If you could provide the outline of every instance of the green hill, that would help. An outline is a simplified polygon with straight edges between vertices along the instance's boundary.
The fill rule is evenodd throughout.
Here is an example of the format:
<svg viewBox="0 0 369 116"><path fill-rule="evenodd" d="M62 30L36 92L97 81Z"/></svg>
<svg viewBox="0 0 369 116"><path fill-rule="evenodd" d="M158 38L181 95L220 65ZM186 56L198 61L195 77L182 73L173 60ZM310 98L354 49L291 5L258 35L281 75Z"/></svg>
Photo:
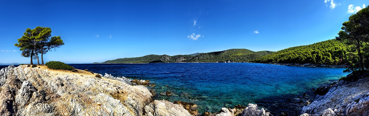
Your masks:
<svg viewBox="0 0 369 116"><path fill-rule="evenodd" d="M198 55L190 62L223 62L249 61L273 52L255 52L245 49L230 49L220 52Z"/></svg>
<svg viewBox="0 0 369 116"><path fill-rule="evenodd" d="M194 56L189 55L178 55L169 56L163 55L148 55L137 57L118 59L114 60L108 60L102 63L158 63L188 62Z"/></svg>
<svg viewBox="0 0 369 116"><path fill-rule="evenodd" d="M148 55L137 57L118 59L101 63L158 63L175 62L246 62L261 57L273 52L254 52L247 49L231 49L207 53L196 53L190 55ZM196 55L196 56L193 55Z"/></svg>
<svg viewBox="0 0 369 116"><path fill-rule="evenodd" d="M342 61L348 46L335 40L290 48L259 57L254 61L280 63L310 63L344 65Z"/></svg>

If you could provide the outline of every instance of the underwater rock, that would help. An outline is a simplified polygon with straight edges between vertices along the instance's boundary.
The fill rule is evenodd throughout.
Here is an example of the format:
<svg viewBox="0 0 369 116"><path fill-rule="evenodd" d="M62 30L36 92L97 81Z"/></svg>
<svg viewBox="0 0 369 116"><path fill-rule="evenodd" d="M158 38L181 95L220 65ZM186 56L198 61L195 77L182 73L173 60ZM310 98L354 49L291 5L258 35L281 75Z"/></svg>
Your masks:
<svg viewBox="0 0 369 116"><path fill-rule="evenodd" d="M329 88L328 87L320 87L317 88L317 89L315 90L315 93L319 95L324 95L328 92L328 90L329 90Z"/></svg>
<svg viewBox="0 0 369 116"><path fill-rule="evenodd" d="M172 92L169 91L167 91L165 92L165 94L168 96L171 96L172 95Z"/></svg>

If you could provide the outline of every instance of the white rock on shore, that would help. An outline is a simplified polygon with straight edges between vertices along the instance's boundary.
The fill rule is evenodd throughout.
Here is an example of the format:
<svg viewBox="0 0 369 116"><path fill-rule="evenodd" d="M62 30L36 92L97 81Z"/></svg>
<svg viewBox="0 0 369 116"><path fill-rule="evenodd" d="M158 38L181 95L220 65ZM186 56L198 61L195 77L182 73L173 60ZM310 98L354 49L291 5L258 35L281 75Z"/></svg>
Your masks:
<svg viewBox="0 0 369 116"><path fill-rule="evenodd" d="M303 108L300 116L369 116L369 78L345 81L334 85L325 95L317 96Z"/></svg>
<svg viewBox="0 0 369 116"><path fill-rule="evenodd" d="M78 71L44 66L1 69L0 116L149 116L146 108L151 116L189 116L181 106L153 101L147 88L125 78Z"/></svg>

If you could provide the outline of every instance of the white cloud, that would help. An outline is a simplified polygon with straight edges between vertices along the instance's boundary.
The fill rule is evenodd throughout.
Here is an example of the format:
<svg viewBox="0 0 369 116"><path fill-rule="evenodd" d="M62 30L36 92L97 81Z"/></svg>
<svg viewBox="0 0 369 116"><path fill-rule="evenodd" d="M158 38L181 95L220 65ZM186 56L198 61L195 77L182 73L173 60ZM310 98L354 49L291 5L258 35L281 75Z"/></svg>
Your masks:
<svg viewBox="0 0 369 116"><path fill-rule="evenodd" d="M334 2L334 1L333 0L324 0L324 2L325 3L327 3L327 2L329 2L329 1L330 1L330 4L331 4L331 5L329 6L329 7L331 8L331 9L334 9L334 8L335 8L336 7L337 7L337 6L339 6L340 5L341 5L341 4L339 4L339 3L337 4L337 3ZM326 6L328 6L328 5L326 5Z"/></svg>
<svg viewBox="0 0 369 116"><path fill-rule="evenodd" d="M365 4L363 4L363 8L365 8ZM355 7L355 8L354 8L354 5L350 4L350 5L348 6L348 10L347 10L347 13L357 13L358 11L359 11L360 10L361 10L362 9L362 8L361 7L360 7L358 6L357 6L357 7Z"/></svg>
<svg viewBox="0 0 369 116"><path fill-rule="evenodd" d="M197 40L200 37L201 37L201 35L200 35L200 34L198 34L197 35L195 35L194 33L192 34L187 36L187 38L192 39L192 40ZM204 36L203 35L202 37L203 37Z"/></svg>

§ WHAT YOU WILL DO
Copy all of the lines above word for word, leaving out the picture.

§ RESPONSE FOR THIS EXERCISE
If you could provide the outline of every instance of the green hill, that would help. An outline is a simplified polygon with straight edges between vertices along the instance's boundary.
The fill rule is evenodd throughout.
Here is an example of the format:
<svg viewBox="0 0 369 116"><path fill-rule="evenodd" d="M62 30L36 92L97 81Z"/></svg>
<svg viewBox="0 0 369 116"><path fill-rule="evenodd" d="M158 38L181 95L220 65ZM186 56L198 61L195 77L182 73L173 60ZM310 98L354 49L291 5L258 35L281 75Z"/></svg>
Photo:
Your masks:
<svg viewBox="0 0 369 116"><path fill-rule="evenodd" d="M198 55L190 62L223 62L249 61L273 52L255 52L245 49L230 49L220 52Z"/></svg>
<svg viewBox="0 0 369 116"><path fill-rule="evenodd" d="M194 56L189 55L178 55L169 56L163 55L148 55L137 57L118 59L114 60L108 60L102 63L158 63L188 62Z"/></svg>
<svg viewBox="0 0 369 116"><path fill-rule="evenodd" d="M148 55L137 57L118 59L101 63L158 63L175 62L246 62L261 57L273 52L254 52L247 49L231 49L207 53L196 53L190 55ZM196 55L196 56L193 55Z"/></svg>
<svg viewBox="0 0 369 116"><path fill-rule="evenodd" d="M342 61L348 46L335 40L290 48L259 57L254 61L280 63L310 63L344 65Z"/></svg>

If you could provide the outline of every instance of the underwater rock, that would help. An outline is a simplified polygon with straight edges between vertices along the instance's boundary.
The fill rule is evenodd throughout.
Here is an example of the format:
<svg viewBox="0 0 369 116"><path fill-rule="evenodd" d="M62 30L36 92L97 81Z"/></svg>
<svg viewBox="0 0 369 116"><path fill-rule="evenodd" d="M158 38L181 95L220 65ZM186 56L198 61L195 77L182 73L173 60ZM310 98L354 49L291 5L258 35L281 75Z"/></svg>
Your masks:
<svg viewBox="0 0 369 116"><path fill-rule="evenodd" d="M329 88L328 87L320 87L317 88L317 89L315 90L315 93L319 95L324 95L328 92L328 90L329 90Z"/></svg>
<svg viewBox="0 0 369 116"><path fill-rule="evenodd" d="M172 92L169 91L167 91L165 92L165 94L168 96L171 96L172 95Z"/></svg>

If you could provide the outline of every instance of the white rock on shore, that would help. An outline is a simplified polygon with straight edges between vertices along the instance's boundary.
The fill rule is evenodd throughout.
Here is an example of the format:
<svg viewBox="0 0 369 116"><path fill-rule="evenodd" d="M62 30L36 92L97 81Z"/></svg>
<svg viewBox="0 0 369 116"><path fill-rule="evenodd" d="M158 38L181 95L220 65ZM186 56L198 61L195 77L182 73L173 60ZM310 98L354 49L291 5L258 35L281 75Z"/></svg>
Your masks:
<svg viewBox="0 0 369 116"><path fill-rule="evenodd" d="M303 108L300 116L369 116L369 78L345 81L334 85L325 95L317 96Z"/></svg>
<svg viewBox="0 0 369 116"><path fill-rule="evenodd" d="M78 71L44 66L1 69L0 116L149 116L146 108L151 116L189 116L181 106L153 101L147 88L125 78Z"/></svg>

If you could provide the outline of every instance of the white cloud, that would help. An outline is a simplified polygon with straight edges between vertices along the instance's boundary.
The fill rule is evenodd throughout.
Here is an example of the format:
<svg viewBox="0 0 369 116"><path fill-rule="evenodd" d="M62 30L36 92L97 81Z"/></svg>
<svg viewBox="0 0 369 116"><path fill-rule="evenodd" d="M158 38L181 95L220 65ZM186 56L198 61L195 77L182 73L173 60ZM310 98L354 49L291 5L258 35L281 75Z"/></svg>
Your masks:
<svg viewBox="0 0 369 116"><path fill-rule="evenodd" d="M334 2L334 1L333 0L324 0L324 2L325 3L327 3L327 2L329 2L329 1L330 1L330 4L331 4L331 5L329 6L329 7L331 8L331 9L334 9L334 8L335 8L336 7L337 7L337 6L339 6L340 5L341 5L341 4L339 4L339 3L337 4L337 3ZM326 6L328 6L328 5L326 5Z"/></svg>
<svg viewBox="0 0 369 116"><path fill-rule="evenodd" d="M365 4L363 4L363 8L365 8ZM355 7L355 8L354 8L354 5L350 4L350 5L348 6L348 10L347 10L347 13L357 13L358 11L359 11L360 10L361 10L362 9L362 8L361 7L360 7L358 6L357 6L357 7Z"/></svg>
<svg viewBox="0 0 369 116"><path fill-rule="evenodd" d="M197 40L200 37L201 37L201 35L200 35L200 34L198 34L197 35L195 35L194 33L192 34L187 36L187 38L192 39L192 40ZM204 36L203 35L202 37L203 37Z"/></svg>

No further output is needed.